This is an automated email from the ASF dual-hosted git repository.

zihanli58 pushed a commit to branch master
in repository https://gitbox.apache.org/repos/asf/gobblin.git


The following commit(s) were added to refs/heads/master by this push:
     new a00b57cda [GOBBLIN-1836] Ensuring Task Reliability: Handling Job 
Cancellation and Graceful Exits for Error-Free Completion (#3699)
a00b57cda is described below

commit a00b57cda36acf9e30f9856bdc69383528f70486
Author: Zihan Li <[email protected]>
AuthorDate: Fri Jun 2 13:53:58 2023 -0700

    [GOBBLIN-1836] Ensuring Task Reliability: Handling Job Cancellation and 
Graceful Exits for Error-Free Completion (#3699)
    
    * address comments
    
    * use connectionmanager when httpclient is not cloesable
    
    * [GOBBLIN-1836] Ensuring Task Reliability: Handling Job Cancellation and 
Graceful Exits for Error-Free Completion
    
    * add unit test
    
    ---------
    
    Co-authored-by: Zihan Li <[email protected]>
---
 .../apache/gobblin/cluster/GobblinHelixTask.java   | 10 ++++++++++
 .../gobblin/cluster/GobblinHelixTaskTest.java      | 23 ++++++++++++++++++++++
 .../iceberg/writer/IcebergMetadataWriter.java      |  2 ++
 3 files changed, 35 insertions(+)

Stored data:
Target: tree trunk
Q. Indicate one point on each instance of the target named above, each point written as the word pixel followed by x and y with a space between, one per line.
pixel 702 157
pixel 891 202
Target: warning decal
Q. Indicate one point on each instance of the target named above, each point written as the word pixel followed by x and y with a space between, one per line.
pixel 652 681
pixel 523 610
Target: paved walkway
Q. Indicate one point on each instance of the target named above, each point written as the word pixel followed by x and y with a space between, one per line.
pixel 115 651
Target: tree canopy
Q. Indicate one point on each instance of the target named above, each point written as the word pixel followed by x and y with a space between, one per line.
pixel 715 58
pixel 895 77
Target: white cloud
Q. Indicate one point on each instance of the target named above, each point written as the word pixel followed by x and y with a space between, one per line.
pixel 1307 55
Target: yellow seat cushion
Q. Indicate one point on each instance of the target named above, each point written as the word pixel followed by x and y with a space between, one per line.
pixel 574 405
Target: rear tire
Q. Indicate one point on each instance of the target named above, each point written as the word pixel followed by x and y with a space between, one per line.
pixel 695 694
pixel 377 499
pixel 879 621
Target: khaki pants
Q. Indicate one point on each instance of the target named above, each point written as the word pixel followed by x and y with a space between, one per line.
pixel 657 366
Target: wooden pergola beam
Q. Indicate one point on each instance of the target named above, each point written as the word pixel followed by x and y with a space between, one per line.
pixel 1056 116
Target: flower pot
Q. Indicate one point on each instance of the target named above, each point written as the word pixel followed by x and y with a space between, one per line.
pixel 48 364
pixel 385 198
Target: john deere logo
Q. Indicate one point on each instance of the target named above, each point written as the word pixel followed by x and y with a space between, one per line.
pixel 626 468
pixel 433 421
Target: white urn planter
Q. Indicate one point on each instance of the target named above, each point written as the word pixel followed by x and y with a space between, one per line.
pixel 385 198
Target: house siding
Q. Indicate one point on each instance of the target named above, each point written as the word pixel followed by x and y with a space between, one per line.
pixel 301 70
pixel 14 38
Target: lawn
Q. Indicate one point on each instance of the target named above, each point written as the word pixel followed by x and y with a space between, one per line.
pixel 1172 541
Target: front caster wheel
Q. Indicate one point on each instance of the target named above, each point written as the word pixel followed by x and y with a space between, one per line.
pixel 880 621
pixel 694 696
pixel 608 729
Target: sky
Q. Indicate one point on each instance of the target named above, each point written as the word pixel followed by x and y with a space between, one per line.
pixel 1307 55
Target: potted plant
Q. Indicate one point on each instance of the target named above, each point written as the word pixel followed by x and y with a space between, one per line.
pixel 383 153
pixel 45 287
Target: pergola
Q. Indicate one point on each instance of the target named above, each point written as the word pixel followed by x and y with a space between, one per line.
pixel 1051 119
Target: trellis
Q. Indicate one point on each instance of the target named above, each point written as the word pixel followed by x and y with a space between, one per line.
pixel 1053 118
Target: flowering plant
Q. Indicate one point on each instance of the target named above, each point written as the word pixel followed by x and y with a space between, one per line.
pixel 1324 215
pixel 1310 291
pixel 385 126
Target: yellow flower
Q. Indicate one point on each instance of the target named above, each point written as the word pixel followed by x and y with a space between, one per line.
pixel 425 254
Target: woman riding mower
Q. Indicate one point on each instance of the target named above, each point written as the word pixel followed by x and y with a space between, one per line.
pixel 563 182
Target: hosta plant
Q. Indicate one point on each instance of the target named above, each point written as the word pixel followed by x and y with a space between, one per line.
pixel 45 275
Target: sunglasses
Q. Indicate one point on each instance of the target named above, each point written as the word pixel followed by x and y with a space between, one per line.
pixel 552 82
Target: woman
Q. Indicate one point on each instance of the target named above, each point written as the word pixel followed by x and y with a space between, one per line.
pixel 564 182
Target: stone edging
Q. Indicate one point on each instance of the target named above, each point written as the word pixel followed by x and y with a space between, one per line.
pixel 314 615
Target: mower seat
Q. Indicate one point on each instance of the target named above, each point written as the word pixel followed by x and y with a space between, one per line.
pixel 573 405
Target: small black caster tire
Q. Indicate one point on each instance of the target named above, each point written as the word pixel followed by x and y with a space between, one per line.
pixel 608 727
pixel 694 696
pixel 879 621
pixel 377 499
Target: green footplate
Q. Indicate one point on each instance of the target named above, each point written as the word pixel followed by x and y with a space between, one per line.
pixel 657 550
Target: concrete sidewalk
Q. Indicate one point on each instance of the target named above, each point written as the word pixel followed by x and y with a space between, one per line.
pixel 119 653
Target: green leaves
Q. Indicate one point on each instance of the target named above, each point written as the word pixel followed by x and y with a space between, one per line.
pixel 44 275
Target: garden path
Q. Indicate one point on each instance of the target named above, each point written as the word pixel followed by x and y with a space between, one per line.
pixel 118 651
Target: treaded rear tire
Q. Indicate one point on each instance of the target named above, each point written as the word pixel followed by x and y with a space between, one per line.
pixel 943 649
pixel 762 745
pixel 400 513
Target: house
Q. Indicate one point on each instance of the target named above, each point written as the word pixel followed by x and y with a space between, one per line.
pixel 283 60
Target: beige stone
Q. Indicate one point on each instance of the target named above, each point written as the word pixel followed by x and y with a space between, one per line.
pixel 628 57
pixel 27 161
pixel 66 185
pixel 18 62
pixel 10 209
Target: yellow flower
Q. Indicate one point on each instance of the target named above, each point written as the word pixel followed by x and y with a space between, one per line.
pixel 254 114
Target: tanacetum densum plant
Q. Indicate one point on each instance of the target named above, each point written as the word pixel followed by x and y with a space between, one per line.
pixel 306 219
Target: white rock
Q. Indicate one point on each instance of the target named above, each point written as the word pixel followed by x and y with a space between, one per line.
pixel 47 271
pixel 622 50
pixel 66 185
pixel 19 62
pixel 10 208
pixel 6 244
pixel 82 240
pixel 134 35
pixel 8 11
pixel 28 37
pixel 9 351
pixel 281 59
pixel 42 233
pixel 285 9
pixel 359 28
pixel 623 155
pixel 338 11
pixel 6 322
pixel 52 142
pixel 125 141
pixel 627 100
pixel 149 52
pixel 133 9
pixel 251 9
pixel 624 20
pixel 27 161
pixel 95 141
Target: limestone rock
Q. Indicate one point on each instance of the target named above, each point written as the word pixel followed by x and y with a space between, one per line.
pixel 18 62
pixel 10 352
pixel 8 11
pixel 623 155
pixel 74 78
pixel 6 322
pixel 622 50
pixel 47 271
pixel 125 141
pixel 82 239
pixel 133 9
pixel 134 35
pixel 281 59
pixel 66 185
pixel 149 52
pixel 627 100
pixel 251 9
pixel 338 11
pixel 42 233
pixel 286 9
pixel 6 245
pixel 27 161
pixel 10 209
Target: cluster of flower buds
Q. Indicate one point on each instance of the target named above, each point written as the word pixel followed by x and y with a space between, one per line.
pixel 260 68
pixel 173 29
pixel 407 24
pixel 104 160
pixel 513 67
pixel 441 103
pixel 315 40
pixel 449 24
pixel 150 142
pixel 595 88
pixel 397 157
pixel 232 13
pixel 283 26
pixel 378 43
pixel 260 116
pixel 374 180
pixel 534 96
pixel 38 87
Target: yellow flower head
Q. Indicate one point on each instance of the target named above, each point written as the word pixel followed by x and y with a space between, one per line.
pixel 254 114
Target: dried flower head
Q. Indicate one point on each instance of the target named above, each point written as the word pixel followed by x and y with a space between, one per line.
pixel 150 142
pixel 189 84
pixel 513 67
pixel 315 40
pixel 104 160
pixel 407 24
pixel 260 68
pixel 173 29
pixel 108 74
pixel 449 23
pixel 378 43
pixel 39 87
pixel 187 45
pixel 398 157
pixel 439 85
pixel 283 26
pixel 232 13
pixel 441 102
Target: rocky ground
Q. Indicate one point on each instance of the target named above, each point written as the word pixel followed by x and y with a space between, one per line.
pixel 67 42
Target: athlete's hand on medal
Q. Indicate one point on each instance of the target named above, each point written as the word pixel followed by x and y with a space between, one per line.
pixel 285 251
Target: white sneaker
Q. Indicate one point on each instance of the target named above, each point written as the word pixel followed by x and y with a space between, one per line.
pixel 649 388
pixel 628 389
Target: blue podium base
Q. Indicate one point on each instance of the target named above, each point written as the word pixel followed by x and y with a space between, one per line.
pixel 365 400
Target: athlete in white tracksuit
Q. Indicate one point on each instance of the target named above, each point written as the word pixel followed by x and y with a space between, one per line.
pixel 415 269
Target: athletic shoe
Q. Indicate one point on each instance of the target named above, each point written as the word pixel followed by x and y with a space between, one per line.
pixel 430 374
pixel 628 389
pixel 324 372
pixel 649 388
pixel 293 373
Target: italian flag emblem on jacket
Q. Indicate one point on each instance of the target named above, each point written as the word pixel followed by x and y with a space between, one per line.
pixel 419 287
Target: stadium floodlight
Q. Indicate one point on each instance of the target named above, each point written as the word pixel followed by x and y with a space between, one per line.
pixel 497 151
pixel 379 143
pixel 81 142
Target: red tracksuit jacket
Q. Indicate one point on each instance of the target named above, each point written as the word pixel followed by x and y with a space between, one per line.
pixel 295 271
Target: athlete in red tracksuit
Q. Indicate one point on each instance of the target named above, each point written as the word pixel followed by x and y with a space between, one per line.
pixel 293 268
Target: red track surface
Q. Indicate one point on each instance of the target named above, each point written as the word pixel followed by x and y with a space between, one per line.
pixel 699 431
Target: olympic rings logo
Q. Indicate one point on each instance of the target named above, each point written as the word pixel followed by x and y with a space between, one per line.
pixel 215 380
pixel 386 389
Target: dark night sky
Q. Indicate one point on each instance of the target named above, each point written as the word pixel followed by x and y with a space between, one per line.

_Tasks for this exercise_
[1] For each statement (a), (b), and (c), say whether it agrees with the commit email, answering yes or no and quoting the words of the email that decide it. (a) The commit was pushed to the master branch. (b) The change touched four files. (c) A unit test was added as part of the commit.
[2] Repeat the part of the commit email that opens with the words containing "zihanli58 pushed a" and closes with "and Graceful Exits for Error-Free Completion (#3699)".
The entries are material separate from the commit email.

_Answers_
[1]
(a) Yes: "pushed a commit to branch master"
(b) No: "3 files changed, 35 insertions(+)"
(c) Yes: "add unit test"

[2]
zihanli58 pushed a commit to branch master
in repository https://gitbox.apache.org/repos/asf/gobblin.git


The following commit(s) were added to refs/heads/master by this push:
     new a00b57cda [GOBBLIN-1836] Ensuring Task Reliability: Handling Job 
Cancellation and Graceful Exits for Error-Free Completion (#3699)